Content starts

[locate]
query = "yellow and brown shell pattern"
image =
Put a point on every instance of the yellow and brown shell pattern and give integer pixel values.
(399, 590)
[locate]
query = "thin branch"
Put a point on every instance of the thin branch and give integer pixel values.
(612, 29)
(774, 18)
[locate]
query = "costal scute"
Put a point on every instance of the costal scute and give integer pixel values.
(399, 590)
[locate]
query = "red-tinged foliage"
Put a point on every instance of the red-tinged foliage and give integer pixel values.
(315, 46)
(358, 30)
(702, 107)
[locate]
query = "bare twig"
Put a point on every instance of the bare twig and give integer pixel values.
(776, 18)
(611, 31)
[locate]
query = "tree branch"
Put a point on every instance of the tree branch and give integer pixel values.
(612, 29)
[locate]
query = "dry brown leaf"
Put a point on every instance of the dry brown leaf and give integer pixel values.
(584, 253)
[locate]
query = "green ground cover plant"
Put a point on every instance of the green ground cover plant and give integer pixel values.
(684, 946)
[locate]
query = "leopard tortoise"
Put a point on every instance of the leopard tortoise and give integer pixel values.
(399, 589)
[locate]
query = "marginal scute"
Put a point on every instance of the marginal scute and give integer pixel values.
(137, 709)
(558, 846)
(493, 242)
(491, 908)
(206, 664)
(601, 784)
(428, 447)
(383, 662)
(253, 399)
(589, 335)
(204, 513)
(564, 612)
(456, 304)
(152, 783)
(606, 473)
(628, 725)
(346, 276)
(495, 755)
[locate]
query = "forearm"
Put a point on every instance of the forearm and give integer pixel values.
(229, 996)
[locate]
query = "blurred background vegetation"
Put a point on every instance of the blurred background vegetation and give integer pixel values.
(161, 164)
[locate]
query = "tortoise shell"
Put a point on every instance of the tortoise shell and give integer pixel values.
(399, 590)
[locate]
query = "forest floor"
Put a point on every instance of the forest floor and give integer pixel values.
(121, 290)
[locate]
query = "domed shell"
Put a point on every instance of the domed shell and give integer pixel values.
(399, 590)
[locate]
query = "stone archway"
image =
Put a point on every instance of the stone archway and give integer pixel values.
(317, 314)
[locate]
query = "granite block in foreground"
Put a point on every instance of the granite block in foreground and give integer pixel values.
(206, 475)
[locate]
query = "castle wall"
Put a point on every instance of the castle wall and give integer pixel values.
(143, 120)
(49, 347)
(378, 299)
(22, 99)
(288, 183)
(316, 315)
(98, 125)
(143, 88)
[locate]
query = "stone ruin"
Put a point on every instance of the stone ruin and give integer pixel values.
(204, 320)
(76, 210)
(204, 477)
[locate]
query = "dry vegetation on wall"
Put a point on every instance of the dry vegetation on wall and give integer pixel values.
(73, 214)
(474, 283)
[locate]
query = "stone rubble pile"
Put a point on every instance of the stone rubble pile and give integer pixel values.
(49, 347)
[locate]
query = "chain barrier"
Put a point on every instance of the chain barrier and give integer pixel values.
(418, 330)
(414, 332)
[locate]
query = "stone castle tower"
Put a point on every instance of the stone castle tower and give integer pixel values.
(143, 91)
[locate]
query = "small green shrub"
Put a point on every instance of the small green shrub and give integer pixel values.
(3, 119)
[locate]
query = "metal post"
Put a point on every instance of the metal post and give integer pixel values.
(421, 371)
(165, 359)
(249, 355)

Content ends

● **Exercise requirements**: Restate the listing word for word.

● **Answer**:
[locate]
query = "yellow and brown shell pattern"
image =
Put a point on every instance of the yellow and brown shell pattern and give integer pixel values.
(399, 590)
[locate]
query = "thin branch"
Put a point on every instance of the thin branch and give integer pixel values.
(612, 29)
(774, 18)
[locate]
query = "costal scute"
Put a point on every instance of the costal scute and give integer pixel values.
(399, 590)
[locate]
query = "red-tinged foliage"
Put a point on every instance of the red-tinged foliage and give integer pixel values.
(315, 46)
(358, 30)
(702, 107)
[locate]
query = "bare twig"
Put a point on every instance of the bare twig and give integer pixel values.
(776, 18)
(611, 31)
[locate]
query = "tree branch"
Put a point on every instance of the tree branch and give integer pixel values.
(612, 29)
[locate]
query = "dry brown leaf"
Put a point on every instance of the dry brown leaf and give integer pixel values.
(584, 253)
[locate]
query = "green ground cover plant"
Put a point on every instance of the green ground cover plant and give integer pixel values.
(684, 946)
[locate]
query = "leopard tortoise"
Put a point on every instance of the leopard tortoise and give integer pixel values.
(399, 589)
[locate]
query = "marginal scute"
Put a point on every instance of the marginal scute and give integer pixel values.
(137, 709)
(558, 846)
(493, 242)
(491, 908)
(206, 664)
(601, 784)
(428, 447)
(383, 662)
(253, 399)
(589, 335)
(204, 513)
(564, 612)
(456, 304)
(152, 783)
(606, 473)
(628, 725)
(346, 276)
(495, 755)
[locate]
query = "forearm"
Put a point on every instance of the forearm and give integer pixel values.
(229, 996)
[locate]
query = "blurred background vegetation"
Put a point on every instance of the blurred background vegetation and give integer pixel values.
(161, 164)
[locate]
query = "tortoise shell"
Put a point on every instance of the tortoise shell and give integer pixel values.
(399, 590)
[locate]
query = "forest floor"
Put a point on every instance of the forest floor and give integer pixel values.
(121, 290)
[locate]
query = "domed shell"
Put a point on every instance of the domed shell and give integer pixel values.
(399, 590)
[locate]
query = "stone archway"
image =
Put a point on every instance of the stone archway and give integer pixel values.
(317, 314)
[locate]
query = "granite block in foreground"
Put a point on every instance of the granite block in foreground and give integer pixel values.
(206, 475)
[locate]
query = "castle wall"
Put a point on every instance of the castle wall and give integer pixel values.
(143, 120)
(49, 347)
(378, 299)
(22, 99)
(288, 183)
(316, 315)
(98, 125)
(143, 88)
[locate]
query = "stone ruin"
Put a point on every instance of the stone ruin and give integer pixel values.
(204, 320)
(76, 210)
(204, 477)
[locate]
query = "dry vegetation on wall"
Put a point on every instance of the dry vegetation on wall and give integer pixel values.
(73, 214)
(474, 283)
[locate]
query = "stone rubble pile"
Put a point on every instance of the stone rubble pile and give integer pixel values.
(49, 347)
[locate]
query = "chain barrier"
Put a point on every instance of the chain barrier and give integer pixel values.
(418, 330)
(414, 332)
[locate]
query = "stone castle tower"
Put a point on every instance of the stone castle tower and give integer pixel values.
(143, 91)
[locate]
query = "small green shrub"
Put a point on every instance of the small green shrub and give integer pixel values.
(3, 119)
[locate]
query = "metal post"
Put a point on every instance of the metal post and give integer pixel values.
(421, 371)
(165, 359)
(249, 355)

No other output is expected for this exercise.